== RAW DATA ==

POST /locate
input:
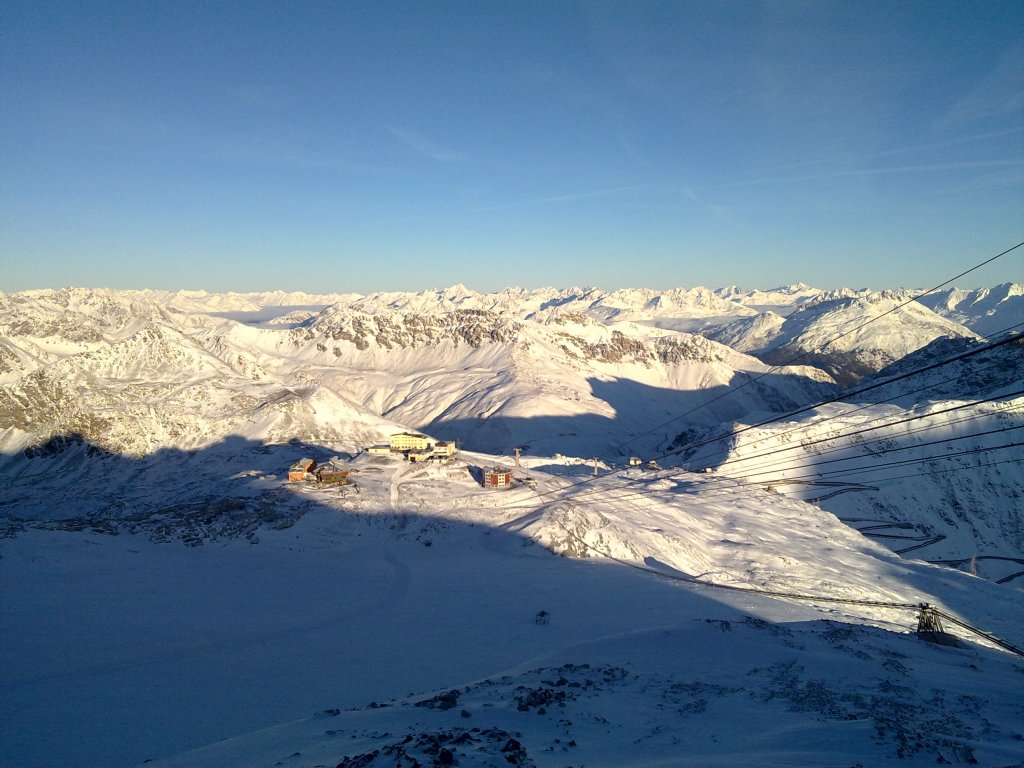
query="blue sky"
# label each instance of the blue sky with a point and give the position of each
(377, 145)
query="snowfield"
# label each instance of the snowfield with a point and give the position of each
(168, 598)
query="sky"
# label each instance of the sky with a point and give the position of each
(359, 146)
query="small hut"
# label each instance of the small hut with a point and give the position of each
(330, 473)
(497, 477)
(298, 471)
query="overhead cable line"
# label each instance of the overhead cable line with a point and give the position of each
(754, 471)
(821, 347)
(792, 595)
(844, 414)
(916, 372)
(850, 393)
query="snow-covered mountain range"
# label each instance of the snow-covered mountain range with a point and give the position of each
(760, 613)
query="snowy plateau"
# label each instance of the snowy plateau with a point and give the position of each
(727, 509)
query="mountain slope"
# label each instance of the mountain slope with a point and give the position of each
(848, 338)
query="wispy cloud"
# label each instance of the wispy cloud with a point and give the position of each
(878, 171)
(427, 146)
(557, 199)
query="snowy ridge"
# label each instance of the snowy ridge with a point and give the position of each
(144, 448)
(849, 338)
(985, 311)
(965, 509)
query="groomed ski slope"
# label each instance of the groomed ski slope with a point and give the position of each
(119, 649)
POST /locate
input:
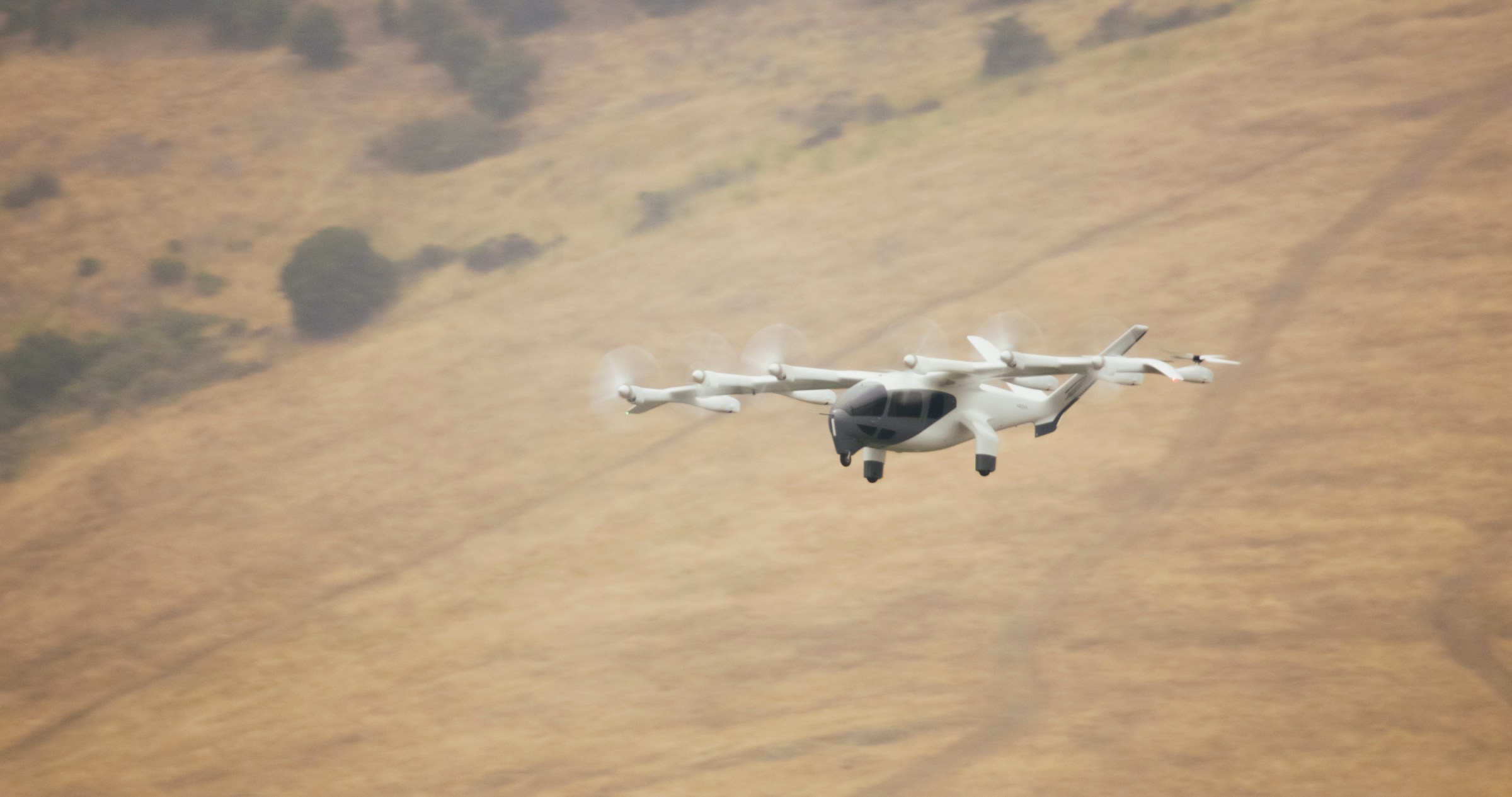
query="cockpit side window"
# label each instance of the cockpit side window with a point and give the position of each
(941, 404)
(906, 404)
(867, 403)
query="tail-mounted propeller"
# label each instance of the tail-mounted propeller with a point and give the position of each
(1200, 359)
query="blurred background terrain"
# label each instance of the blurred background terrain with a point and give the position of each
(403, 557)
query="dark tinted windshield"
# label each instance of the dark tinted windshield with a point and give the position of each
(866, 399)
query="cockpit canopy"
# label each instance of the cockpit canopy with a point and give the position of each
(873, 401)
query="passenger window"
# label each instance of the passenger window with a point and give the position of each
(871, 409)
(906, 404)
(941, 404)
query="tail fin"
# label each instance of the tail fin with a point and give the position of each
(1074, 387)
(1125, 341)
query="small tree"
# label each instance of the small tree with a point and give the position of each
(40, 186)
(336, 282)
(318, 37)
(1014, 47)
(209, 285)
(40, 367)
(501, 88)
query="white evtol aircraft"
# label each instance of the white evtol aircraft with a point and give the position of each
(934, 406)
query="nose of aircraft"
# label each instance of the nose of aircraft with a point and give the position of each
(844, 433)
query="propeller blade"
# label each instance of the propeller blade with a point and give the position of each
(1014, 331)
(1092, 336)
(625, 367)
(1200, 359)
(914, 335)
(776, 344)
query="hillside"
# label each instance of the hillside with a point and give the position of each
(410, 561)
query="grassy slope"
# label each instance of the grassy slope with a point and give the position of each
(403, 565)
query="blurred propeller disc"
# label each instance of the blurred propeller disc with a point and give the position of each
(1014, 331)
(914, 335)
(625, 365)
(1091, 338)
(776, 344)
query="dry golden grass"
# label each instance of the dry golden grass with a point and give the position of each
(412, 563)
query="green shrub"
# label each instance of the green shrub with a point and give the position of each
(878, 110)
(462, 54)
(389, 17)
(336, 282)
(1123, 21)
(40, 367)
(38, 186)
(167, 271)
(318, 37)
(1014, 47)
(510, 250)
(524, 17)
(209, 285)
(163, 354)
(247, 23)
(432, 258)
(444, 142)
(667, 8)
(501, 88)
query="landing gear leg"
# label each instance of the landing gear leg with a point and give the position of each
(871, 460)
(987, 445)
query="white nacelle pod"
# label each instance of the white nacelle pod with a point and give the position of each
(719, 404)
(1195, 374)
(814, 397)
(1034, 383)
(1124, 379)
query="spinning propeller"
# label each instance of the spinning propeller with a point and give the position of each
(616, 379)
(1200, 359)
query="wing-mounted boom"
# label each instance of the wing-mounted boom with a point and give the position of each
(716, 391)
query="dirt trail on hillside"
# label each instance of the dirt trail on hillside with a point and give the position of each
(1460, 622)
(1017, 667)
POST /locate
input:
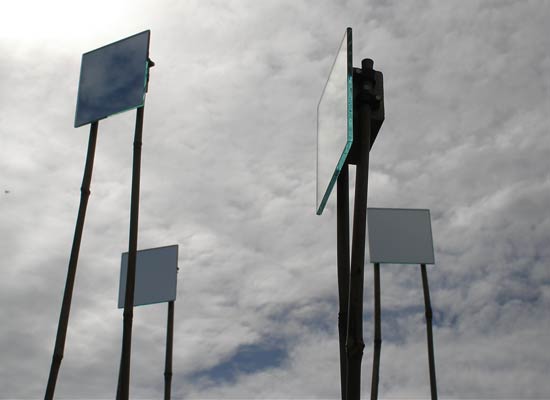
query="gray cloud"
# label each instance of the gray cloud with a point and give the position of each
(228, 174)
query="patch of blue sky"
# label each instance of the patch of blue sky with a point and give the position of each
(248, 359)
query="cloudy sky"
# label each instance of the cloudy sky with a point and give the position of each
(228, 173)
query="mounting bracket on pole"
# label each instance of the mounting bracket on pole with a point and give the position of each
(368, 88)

===

§ PROBLEM STATEMENT
Transcribe each entry precisely as given, leaving the pictures out.

§ OUTPUT OF THE TASK
POST /locate
input:
query="blue sky"
# label each instance of the blue sky with a point and give the position of each
(377, 145)
query="snowfield"
# label each instance of the snowfield with a point and give the position of each
(168, 598)
query="sky"
# label each instance of the sky with a point and give the position of each
(359, 146)
query="small hut"
# label each instance of the small hut with a point and give the position of each
(330, 473)
(497, 477)
(298, 471)
query="overhead cable line"
# label each instance of the overhead cable line with a point and give the position of each
(754, 471)
(821, 347)
(792, 595)
(844, 414)
(916, 372)
(850, 393)
query="snow-covered mountain range"
# label each instance of the snow-covered mountain range with a point and give the position of each
(760, 613)
query="snowy plateau"
# label each instance of the snowy plateau with a point and give the position of each
(727, 509)
query="mountain slope"
# label each instance of the mountain slope with a point and give the position of each
(848, 338)
query="wispy cloud"
# label each instance of the wispy cloud with a point and give the position of each
(878, 171)
(427, 146)
(557, 199)
query="snowy ridge"
# label each instance of the snowy ridge with a point and give the position of each
(144, 448)
(849, 338)
(985, 311)
(965, 509)
query="groomed ski slope"
# label each instance of the groomed ski slope with a point and give the position of each
(119, 649)
POST /locate
input:
query="cockpit side window"
# label each instance of the cockpit side window with a point and give the position of each
(941, 404)
(906, 404)
(867, 403)
query="tail-mounted propeller"
# label each instance of the tail-mounted propeller with a point and give the position of each
(1200, 359)
query="blurred background terrain"
# label each instance of the blurred background terrain with a point and give the position of each
(403, 557)
query="dark tinted windshield"
# label each instance of the dark tinted windshield with a point and give the position of each
(866, 399)
query="cockpit canopy"
# label each instance of the cockpit canopy with a point and give the position of each
(873, 401)
query="passenger window"
# label each instance of the passenger window with a point and give the position of each
(871, 409)
(906, 404)
(941, 404)
query="tail fin"
# label each instance of the tail fin with a point and give the position of each
(1074, 387)
(1125, 341)
query="small tree"
# label each instance of the small tree with a point and give the position of each
(40, 186)
(336, 282)
(318, 37)
(1014, 47)
(209, 285)
(40, 367)
(501, 88)
query="white evtol aircraft"
# label each instance of the white evtol aircraft with a point and give the position of each
(934, 406)
query="nose of aircraft"
# label each instance of the nose of aircraft with a point and give the position of each
(844, 433)
query="propeller blade"
# label each instance of the propeller blade with a point and give the position of each
(1014, 331)
(1092, 336)
(625, 367)
(1200, 359)
(914, 335)
(776, 344)
query="hillside"
# label each instance of the hillside with a point and give the position of each
(410, 561)
query="grassy slope"
# label each instance of the grassy slope with a point and give the position of each
(403, 565)
query="blurred propeller disc"
# label each instance of the blurred propeller disc with a point and give the position of each
(1014, 331)
(914, 335)
(625, 365)
(1091, 338)
(776, 344)
query="dry golden grass"
# label each instance of the dry golden grass with a point and give the position of each
(412, 563)
query="green shrub"
# label each instance of the green shrub with a point and give the position of each
(878, 110)
(462, 54)
(389, 17)
(336, 282)
(1123, 21)
(40, 367)
(38, 186)
(167, 271)
(318, 37)
(1014, 47)
(510, 250)
(524, 17)
(209, 285)
(163, 354)
(247, 23)
(432, 258)
(444, 142)
(667, 8)
(501, 88)
query="landing gear leg"
# label each instance of the landing gear leg with a point and give the position of each
(871, 460)
(987, 445)
query="white nacelle pod"
# label each instance of the white nacelle pod with a point and give the position of each
(719, 404)
(1195, 374)
(814, 397)
(1034, 383)
(1124, 379)
query="spinning propeller"
# label each instance of the spinning propeller with a point and give the position of each
(616, 379)
(1200, 359)
query="wing-mounted boom"
# label each instance of the wing-mounted boom with a point and give the position of each
(716, 391)
query="dirt trail on hillside"
# label each instance of the dirt trail on hillside with a point and give the position of each
(1460, 622)
(1017, 667)
POST /locate
input:
query="gray cloud"
# label each instance of the gray cloud with a point and give the position of each
(228, 174)
query="patch of blue sky"
# label each instance of the patch of blue sky with a point and give the position of each
(248, 359)
query="cloudy sky"
# label each instance of the cloudy sky with a point and give the position of each
(228, 173)
query="mounting bracket on pole"
# label each instance of the mounting bracket on pole with a point and give the position of each
(368, 88)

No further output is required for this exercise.